- **Passage provided**:
Segment Open

After his success with Mariemont, Ohio, Nolen moved on to Florida to plan what he called, "the last frontier." In February 1922, he contracted with St. Petersburg to design Florida's first comprehensive plan. The city, he found, occupied a "site blessed by a benevolent Nature" and possessing "the same characteristics as southern France." After signing the contract, Nolen wrote an associate, "This seems to be an opportunity to do rather more than we have ever been given the chance to do before."

In March 1923, Nolen completed an ambitious plan to imbue this resort city of 15,000 with a "form and flavor unlike that of other places." A greenbelt of preserves and parks encircled the lower third (45 square miles) of the Pinellas Peninsula, setting the city's "natural boundaries" and creating a lure for tourists. He also presented plans to improve traffic connections and establish a civic center. Mixed-use neighborhood centers were clustered to prevent the unsightly spread of commercial uses and traffic problems along city thoroughfares. A system of parkways united the city, providing pedestrian access to parks and local neighborhood centers with store groups, churches, and public buildings.

Nolen's plan rested on the "adequate control of private development." He proposed a series of land-use controls to ensure that development followed the efficient outlay of public facilities, rather than outline speculative desires. Without these regulations, Nolen was hardly sanguine about the city's future. "It has been said and with reason," he wrote, "that man is the only animal who desecrates the surroundings of his own habitation."

In the midst of the great Florida land boom, the desire to make quick profits outweighed any lofty notion of city building. Moreover, the idea of investing public funds to improve the squalid conditions in "the colored section" found little sentiment in a place, where one anti-planning editor advocated replacing black laborers (17 percent of the population) with immigrants from the "agricultural sections of England". In a referendum, Nolen's planning initiative received only 13 percent of the vote.

Segment Closed

- **Exercise data**:
Segment Open

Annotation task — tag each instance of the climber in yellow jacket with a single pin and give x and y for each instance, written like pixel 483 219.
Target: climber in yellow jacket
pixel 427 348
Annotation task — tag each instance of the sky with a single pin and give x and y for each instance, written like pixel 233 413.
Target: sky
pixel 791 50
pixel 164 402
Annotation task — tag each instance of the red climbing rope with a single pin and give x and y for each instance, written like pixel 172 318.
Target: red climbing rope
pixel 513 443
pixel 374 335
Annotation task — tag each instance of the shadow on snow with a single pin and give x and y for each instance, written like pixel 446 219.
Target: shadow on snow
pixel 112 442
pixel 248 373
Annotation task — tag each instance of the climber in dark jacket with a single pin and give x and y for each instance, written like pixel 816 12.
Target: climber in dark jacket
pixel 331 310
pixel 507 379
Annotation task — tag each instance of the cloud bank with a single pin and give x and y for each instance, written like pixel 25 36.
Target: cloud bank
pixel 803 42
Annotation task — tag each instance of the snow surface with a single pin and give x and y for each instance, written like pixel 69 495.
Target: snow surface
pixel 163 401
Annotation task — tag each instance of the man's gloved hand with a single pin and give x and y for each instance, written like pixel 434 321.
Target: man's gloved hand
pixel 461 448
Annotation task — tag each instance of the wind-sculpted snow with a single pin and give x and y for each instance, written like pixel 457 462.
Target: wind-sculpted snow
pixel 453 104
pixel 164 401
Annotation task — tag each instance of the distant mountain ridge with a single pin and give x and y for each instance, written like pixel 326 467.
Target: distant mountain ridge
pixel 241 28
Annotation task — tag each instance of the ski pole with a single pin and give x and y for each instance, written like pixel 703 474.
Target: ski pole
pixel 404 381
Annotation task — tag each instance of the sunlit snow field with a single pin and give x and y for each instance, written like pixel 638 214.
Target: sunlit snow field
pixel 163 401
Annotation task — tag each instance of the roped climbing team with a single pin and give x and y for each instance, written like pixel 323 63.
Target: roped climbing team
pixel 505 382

Segment Closed

- **Your assignment**: Reproduce the passage about Nolen's St. Petersburg plan word for word, starting at "In the midst" and ending at "of the vote.".

- **Answer box**:
In the midst of the great Florida land boom, the desire to make quick profits outweighed any lofty notion of city building. Moreover, the idea of investing public funds to improve the squalid conditions in "the colored section" found little sentiment in a place, where one anti-planning editor advocated replacing black laborers (17 percent of the population) with immigrants from the "agricultural sections of England". In a referendum, Nolen's planning initiative received only 13 percent of the vote.